About

Reading the Canadian consumer — in boardrooms and on the opinion pages.

Two decades of public-opinion and consumer-insight research, now turned on the issues reshaping Canadian markets: surveillance pricing, housing, and crypto.

Portrait of Richard Ciano

Richard Ciano is a market researcher and business insights executive. He is Chief Strategist at Yorkville Strategies Inc., a national research and insights firm working with corporate, institutional, and public-sector clients across Canada.

Over more than twenty years, he has designed and directed hundreds of qualitative and quantitative studies — segmentation, pricing research, brand tracking, concept testing, stakeholder audits, and large-scale public-opinion surveys — for organizations operating in healthcare, energy, infrastructure, aviation, mining, financial services, and consumer packaged goods.

His writing applies that same research lens to the Canadian economy. Recent columns have examined how online surveillance pricing is moving consumer protection into its next frontier, why the housing market has become a proxy for every other price signal in the country, and what a more mature Canadian posture on crypto should look like. He has been published in the Financial Post, National Post, and iPolitics, and is quoted in Canadian media on consumer markets, polling methodology, and regulatory debates.

┄┄┄┄┄┄

— PROBLEM A —
In the about page above, at which firm does Richard Ciano hold the title of Chief Strategist?
— PROBLEM B —
Count the lines in the rows below that contain the string "segment", and give only that number.

┄┄┄┄┄┄

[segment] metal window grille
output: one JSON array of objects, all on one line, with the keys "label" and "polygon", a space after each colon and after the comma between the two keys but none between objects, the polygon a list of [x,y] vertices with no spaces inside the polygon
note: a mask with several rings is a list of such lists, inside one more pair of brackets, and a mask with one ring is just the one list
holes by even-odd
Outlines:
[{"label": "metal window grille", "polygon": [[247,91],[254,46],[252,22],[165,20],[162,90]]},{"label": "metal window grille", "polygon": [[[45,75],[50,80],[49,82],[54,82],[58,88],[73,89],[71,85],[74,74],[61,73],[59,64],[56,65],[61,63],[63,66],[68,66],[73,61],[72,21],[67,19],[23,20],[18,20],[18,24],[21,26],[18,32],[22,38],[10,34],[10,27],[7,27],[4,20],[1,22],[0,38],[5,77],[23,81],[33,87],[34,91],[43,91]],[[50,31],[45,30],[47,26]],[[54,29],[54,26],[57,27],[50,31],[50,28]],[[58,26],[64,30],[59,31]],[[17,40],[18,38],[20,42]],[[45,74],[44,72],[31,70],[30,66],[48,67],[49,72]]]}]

┄┄┄┄┄┄

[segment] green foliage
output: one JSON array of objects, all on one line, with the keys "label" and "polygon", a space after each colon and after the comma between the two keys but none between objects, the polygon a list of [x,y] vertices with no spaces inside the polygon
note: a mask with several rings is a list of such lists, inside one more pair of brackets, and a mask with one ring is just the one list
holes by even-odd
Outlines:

┄┄┄┄┄┄

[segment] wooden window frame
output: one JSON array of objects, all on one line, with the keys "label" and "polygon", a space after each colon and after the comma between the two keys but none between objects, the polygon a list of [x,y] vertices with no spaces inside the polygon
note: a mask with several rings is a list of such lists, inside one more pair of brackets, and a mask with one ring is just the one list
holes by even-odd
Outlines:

┄┄┄┄┄┄

— FINISHED ANSWER A —
Yorkville Strategies Inc.

— FINISHED ANSWER B —
3